Transcribe the data below verbatim from the line with "Query: short hair" to the line with "Query: racket handle". Include both of those lines.

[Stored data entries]
**********
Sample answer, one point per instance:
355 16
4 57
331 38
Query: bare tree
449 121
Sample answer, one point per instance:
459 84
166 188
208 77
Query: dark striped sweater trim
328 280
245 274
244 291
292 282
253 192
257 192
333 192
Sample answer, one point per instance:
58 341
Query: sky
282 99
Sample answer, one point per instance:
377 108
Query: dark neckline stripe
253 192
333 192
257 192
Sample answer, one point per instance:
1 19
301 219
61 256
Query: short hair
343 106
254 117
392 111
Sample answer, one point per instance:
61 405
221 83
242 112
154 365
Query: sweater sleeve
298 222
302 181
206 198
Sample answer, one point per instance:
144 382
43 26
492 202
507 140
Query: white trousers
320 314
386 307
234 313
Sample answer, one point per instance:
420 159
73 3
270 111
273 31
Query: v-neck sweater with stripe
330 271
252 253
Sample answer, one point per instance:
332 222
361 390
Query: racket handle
**********
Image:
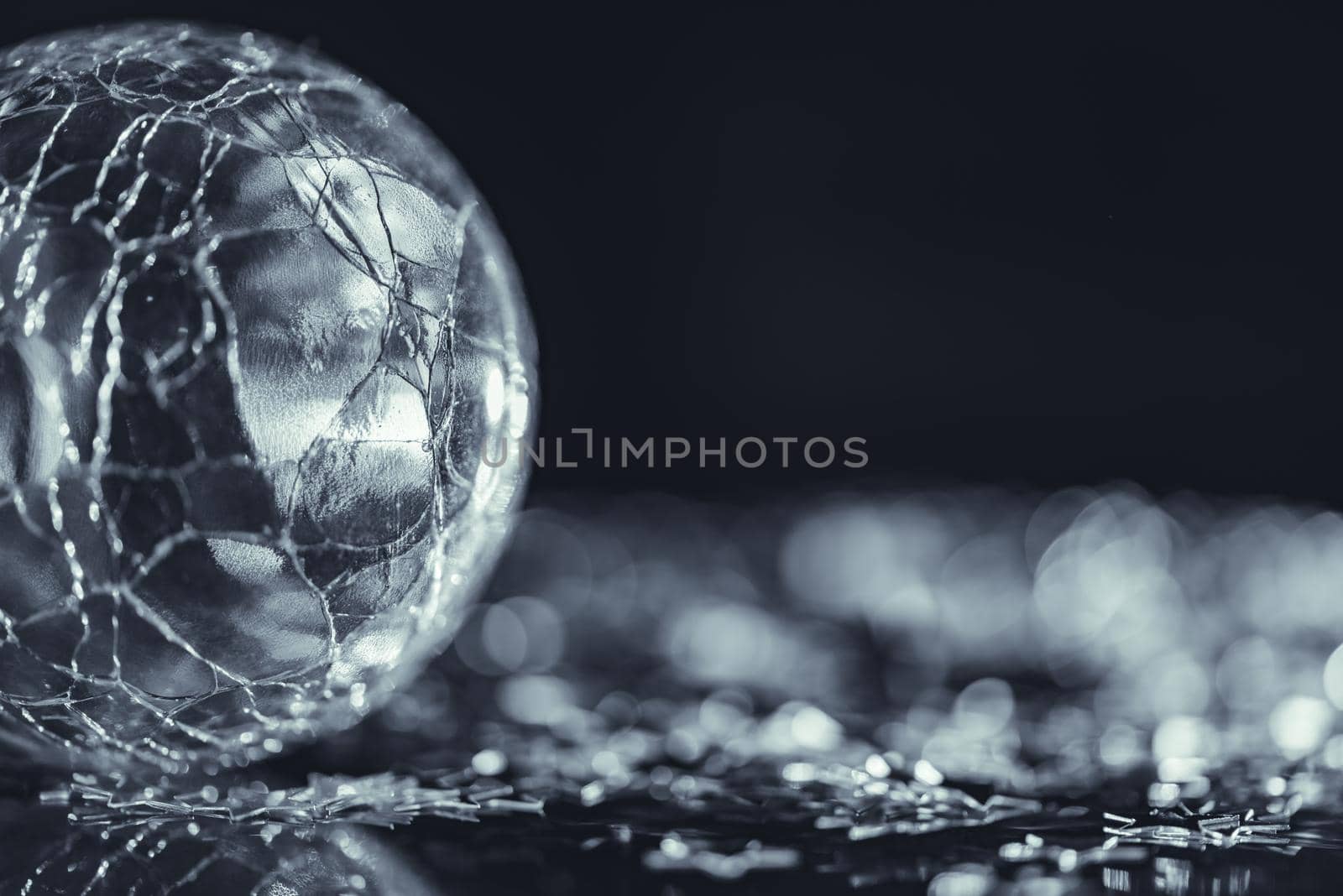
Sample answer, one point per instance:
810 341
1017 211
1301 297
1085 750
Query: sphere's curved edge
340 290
**********
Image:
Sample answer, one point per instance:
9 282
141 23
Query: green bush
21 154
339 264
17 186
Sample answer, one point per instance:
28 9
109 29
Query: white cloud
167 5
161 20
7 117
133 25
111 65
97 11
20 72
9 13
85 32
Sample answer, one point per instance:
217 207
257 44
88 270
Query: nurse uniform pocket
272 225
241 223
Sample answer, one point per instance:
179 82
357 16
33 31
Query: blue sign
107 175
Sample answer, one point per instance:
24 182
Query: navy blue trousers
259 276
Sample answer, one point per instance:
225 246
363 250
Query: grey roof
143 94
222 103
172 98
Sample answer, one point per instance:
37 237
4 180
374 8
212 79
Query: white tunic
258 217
**********
- Answer for this exercise:
Query: short hair
343 106
254 117
392 111
Sample answer, one point per instance:
61 405
221 83
242 112
154 365
Query: sweater sleeve
298 222
302 181
206 198
Sample answer, one point per instance:
144 382
43 26
492 202
507 140
Query: white trousers
320 314
386 307
234 313
Sample answer, one point per instance:
420 159
73 3
270 111
273 31
Query: v-neck sweater with stripe
330 271
252 253
Sample answer, one point per instance:
332 222
361 390
Query: racket handle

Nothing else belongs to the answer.